本文 —
↓

ご来場誠に有難うございました
一脚展+(プラス)2023 は9月18日をもって無事盛況のうちに会期を終了しました。
世の中の状況が昨年とは変わったことからか、国内外からの来場者が終始入り混じる会場の様子となり、会期中3,000人を超える方々に展示を観ていただくことが出来ました。
今年は 特別展の「一本の樹のものがたり」が会場の広い面積を占め、例年とは違うスタイルでの開催となりました。
この企画には約二年前から実行委員会の一人として関わり、樹の伐採や製材に立会い、乾燥工程を待ち、この樹の物語を想像し読み解き、一点の作品を制作したにとどまらず、思い入れの深い展示会となりました。
またこの企画は、六甲山材や丹波篠山材などの私たち(兵庫県の作家)の身近で育った樹に注目して制作に活用してきた、2019年からのプラス企画展の延長線上に位置ずけています。個人所有の一本の樹が役目を終えて伐られる事になった時も、私たちの近くで生命を育んできた大切なものとして向き合い、制作者が手を施すことによって様々な物になり、もう一度新たに役目が生まれるのです。この樹が立木として100年近く育ったものだとしたら、私たちが制作した物もそれくらいの年月、いえそれ以上に長く使われてほしいと願います。それはこの「一本の樹のものがたり」を想像力豊かに感じ、制作に取り組むことで成し得るのではないかと気付く機会となりました。

↑

処理対象データ —
↓

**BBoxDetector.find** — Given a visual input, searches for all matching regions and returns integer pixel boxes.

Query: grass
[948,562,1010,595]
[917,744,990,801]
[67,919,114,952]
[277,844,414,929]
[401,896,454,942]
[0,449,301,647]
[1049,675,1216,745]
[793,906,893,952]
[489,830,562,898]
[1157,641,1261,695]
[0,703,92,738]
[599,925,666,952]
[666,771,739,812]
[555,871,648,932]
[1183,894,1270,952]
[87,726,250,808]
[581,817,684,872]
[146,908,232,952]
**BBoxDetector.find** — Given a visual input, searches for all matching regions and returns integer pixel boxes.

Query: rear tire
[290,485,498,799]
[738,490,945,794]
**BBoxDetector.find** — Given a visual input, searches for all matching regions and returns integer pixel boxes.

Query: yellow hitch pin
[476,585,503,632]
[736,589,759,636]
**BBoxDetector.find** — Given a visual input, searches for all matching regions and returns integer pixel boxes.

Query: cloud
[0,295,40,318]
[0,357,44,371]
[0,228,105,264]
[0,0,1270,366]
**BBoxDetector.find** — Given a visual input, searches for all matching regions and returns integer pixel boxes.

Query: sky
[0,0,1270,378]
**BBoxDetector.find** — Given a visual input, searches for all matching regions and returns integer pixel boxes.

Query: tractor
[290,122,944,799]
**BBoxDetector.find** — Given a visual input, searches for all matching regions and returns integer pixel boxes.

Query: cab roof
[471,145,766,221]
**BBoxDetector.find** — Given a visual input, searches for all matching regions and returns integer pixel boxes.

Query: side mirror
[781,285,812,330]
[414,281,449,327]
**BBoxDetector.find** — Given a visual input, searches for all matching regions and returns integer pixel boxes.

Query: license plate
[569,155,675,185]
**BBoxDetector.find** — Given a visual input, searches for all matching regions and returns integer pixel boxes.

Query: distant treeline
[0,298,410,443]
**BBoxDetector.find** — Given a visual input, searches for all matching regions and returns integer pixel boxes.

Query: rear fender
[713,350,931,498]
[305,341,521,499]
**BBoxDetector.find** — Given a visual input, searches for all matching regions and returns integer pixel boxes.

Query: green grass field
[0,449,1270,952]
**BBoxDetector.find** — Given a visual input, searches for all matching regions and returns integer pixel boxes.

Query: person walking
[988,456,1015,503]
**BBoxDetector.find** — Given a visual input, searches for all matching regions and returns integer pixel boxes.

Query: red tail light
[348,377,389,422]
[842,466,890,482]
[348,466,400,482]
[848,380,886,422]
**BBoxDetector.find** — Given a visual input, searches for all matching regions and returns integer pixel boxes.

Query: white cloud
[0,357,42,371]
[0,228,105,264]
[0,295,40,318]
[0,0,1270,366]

↑

演習課題 —
**A)** 本文によると、一脚展+(プラス)2023の会期は何月何日に終了しましたか。
**B)** 「grass」という語を含む行を、データからすべて集めてください。

解答例 —
**A)** 9月18日です。

**B)**
Query: grass
Query: green grass field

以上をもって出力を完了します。